• [Task to carry out] Please repeat the listing below in its entirety, exactly.

============================================================

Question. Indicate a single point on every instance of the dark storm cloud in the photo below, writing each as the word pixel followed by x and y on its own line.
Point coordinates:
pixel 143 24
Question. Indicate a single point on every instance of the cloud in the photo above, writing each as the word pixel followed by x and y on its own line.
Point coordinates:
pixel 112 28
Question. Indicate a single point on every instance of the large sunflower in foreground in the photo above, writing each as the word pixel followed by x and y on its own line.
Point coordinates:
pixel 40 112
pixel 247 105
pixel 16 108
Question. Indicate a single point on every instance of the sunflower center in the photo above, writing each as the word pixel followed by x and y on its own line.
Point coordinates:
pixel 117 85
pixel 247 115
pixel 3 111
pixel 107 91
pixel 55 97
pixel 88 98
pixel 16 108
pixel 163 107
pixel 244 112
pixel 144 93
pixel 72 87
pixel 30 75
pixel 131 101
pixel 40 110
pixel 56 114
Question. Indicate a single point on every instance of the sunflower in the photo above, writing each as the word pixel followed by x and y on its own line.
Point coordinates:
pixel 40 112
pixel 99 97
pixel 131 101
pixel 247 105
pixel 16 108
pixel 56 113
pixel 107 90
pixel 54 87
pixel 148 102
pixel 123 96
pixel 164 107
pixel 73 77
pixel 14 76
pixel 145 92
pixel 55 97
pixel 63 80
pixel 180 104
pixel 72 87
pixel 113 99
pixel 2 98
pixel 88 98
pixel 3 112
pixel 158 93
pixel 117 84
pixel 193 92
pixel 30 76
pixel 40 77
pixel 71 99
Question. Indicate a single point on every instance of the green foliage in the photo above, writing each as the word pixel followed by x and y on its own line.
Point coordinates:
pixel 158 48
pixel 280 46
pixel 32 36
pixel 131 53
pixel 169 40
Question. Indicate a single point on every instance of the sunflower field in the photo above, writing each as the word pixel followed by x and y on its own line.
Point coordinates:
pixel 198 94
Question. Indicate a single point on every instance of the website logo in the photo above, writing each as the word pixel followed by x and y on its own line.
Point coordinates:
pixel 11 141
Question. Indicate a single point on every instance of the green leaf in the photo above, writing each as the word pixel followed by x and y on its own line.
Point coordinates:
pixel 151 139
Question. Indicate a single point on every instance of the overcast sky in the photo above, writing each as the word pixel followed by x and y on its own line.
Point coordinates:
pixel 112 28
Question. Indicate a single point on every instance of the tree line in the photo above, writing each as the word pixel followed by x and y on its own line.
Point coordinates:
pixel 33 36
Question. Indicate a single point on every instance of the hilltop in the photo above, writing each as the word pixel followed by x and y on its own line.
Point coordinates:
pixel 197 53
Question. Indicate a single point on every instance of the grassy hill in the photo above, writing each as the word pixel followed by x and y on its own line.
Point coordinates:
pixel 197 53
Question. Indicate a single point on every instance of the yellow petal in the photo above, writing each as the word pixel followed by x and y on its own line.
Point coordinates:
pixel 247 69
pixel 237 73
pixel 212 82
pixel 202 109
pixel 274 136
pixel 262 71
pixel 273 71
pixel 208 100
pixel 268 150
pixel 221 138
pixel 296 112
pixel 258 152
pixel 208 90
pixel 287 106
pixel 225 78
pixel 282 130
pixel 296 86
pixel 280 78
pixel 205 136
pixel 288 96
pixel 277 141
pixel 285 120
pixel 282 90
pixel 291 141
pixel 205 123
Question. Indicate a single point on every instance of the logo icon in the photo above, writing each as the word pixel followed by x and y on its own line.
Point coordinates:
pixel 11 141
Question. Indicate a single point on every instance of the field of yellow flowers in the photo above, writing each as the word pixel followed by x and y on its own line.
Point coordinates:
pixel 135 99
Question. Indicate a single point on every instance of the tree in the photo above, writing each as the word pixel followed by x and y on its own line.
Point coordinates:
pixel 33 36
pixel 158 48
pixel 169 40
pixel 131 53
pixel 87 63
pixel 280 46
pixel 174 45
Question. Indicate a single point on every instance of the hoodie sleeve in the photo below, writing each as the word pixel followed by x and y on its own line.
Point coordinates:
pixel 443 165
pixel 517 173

============================================================

• [Written solution]
Question. Indicate a single point on every instance of the dark storm cloud in the photo below, writing each as the word pixel followed by x and y on its own line.
Point coordinates:
pixel 143 24
Question. Indicate a single point on every instance of the cloud in the photo above, writing each as the word pixel followed by x and y on its own line.
Point coordinates:
pixel 112 28
Question. Indicate a single point on every instance of the large sunflower in foreground in the photo above, writing each as the word pixel followed by x and y on its own line.
Point coordinates:
pixel 40 112
pixel 247 105
pixel 16 108
Question. Indicate a single point on every instance of the sunflower center in the photo above, writing each as the word pixel followed by x and y on its own line.
Point coordinates:
pixel 117 85
pixel 247 115
pixel 3 111
pixel 107 91
pixel 55 97
pixel 88 98
pixel 16 108
pixel 163 107
pixel 244 112
pixel 144 93
pixel 72 87
pixel 30 75
pixel 131 101
pixel 40 110
pixel 56 114
Question. Indicate a single point on every instance of the sunflower in the photo above, writing each as the word pixel followed by x and y on its own line.
Point coordinates:
pixel 40 112
pixel 99 97
pixel 131 101
pixel 247 105
pixel 16 108
pixel 56 113
pixel 107 90
pixel 54 87
pixel 148 102
pixel 123 96
pixel 164 107
pixel 73 77
pixel 14 76
pixel 145 92
pixel 55 97
pixel 63 80
pixel 180 104
pixel 72 87
pixel 113 99
pixel 2 98
pixel 88 98
pixel 3 112
pixel 158 93
pixel 117 84
pixel 193 92
pixel 30 76
pixel 40 77
pixel 71 99
Question. Indicate a single point on every instance of the green foliage in the photo above, writing each as the word pixel followed by x and y on its own line.
Point coordinates:
pixel 158 48
pixel 280 46
pixel 32 36
pixel 131 53
pixel 169 40
Question. Indicate a single point on every instance of the sunflower field in the photo above, writing each as the word pixel followed by x and y on its own line.
Point coordinates:
pixel 198 94
Question. Indicate a single point on every instance of the website logo in the photo above, writing each as the word pixel followed by x and y on its own line.
Point coordinates:
pixel 11 141
Question. Indicate a single point on every instance of the green leaf in the photo above, writing each as the word pixel followed by x and y on its own line.
Point coordinates:
pixel 151 139
Question. Indicate a single point on every instance of the overcast sky in the photo above, writing each as the word pixel followed by x and y on its own line.
Point coordinates:
pixel 112 28
Question. Indicate a single point on every instance of the tree line in the photo above, writing each as the word pixel followed by x and y on its own line.
Point coordinates:
pixel 33 36
Question. Indicate a single point on every instance of the hilltop in the photo above, writing each as the word pixel followed by x and y on its own line.
Point coordinates:
pixel 197 53
Question. Indicate a single point on every instance of the grassy hill in the photo above, writing each as the word pixel followed by x and y on its own line.
Point coordinates:
pixel 197 53
Question. Indicate a single point on every instance of the yellow petal in the photo above, writing each as the word pixel followed by x and y on its own line.
Point coordinates:
pixel 247 69
pixel 237 73
pixel 212 82
pixel 202 109
pixel 274 136
pixel 262 71
pixel 273 71
pixel 208 100
pixel 268 150
pixel 221 138
pixel 296 112
pixel 258 152
pixel 208 90
pixel 287 106
pixel 225 78
pixel 282 130
pixel 296 86
pixel 280 78
pixel 205 136
pixel 288 96
pixel 277 141
pixel 285 120
pixel 282 90
pixel 291 141
pixel 205 123
Question. Indicate a single point on every instance of the logo icon in the photo above, writing each as the word pixel followed by x and y on its own line.
Point coordinates:
pixel 11 141
Question. Indicate a single point on every instance of the field of yellow flowers in the photo above, writing each as the word pixel followed by x and y on its own line.
Point coordinates:
pixel 135 99
Question. Indicate a single point on every instance of the tree in the photo above, writing each as the word pixel followed by x and y on its own line.
Point coordinates:
pixel 33 36
pixel 158 48
pixel 169 40
pixel 131 53
pixel 87 63
pixel 280 46
pixel 174 45
Question. Indicate a single point on every instance of the hoodie sleeve in the photo below, writing each as the word pixel followed by x and y on its own line.
Point coordinates:
pixel 443 165
pixel 517 173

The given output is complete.